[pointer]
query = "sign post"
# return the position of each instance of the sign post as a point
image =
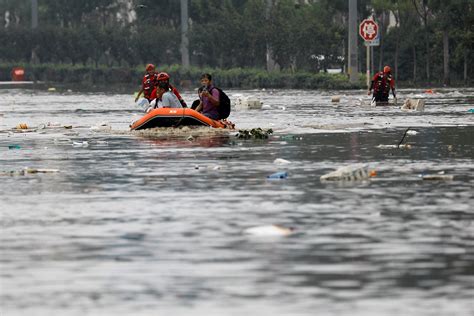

---

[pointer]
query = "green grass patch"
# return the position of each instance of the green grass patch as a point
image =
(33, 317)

--

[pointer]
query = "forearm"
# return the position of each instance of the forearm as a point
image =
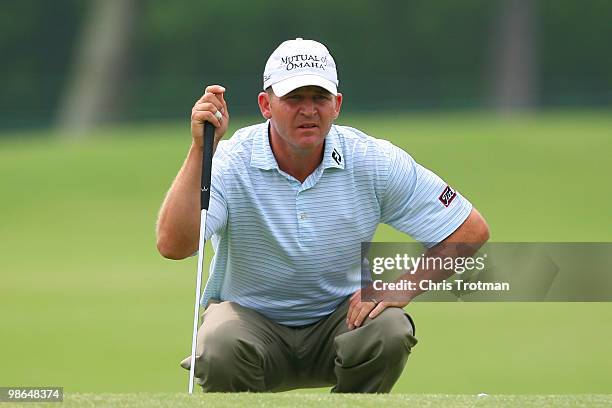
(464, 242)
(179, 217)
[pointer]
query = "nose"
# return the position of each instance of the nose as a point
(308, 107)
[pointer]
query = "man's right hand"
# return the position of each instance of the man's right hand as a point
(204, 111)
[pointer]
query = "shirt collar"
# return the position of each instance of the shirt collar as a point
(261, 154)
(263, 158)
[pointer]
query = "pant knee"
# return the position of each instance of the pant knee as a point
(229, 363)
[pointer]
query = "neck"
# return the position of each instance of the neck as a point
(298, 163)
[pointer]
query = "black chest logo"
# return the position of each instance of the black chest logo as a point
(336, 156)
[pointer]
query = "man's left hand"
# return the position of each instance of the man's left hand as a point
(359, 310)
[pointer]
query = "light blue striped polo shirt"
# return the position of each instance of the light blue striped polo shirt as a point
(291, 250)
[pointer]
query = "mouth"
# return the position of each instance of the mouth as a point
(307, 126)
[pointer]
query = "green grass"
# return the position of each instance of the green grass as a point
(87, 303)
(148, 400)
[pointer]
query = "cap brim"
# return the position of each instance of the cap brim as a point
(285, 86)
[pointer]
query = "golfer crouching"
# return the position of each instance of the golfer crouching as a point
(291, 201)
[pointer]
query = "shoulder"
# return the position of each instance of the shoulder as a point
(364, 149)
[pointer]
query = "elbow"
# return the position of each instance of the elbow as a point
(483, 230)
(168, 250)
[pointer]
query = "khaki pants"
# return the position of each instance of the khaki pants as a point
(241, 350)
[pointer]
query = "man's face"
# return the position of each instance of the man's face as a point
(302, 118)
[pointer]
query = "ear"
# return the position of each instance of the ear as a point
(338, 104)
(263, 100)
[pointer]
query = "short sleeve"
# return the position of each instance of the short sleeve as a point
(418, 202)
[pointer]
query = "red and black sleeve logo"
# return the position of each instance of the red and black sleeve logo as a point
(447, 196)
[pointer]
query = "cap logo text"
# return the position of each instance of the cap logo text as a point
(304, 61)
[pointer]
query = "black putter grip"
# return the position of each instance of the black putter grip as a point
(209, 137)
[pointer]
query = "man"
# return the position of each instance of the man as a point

== Given exercise ==
Copy out every line of the data above that contains the string "putter".

== Written answer ==
query = "black putter grip"
# return the position of each instance of the black putter grip as a point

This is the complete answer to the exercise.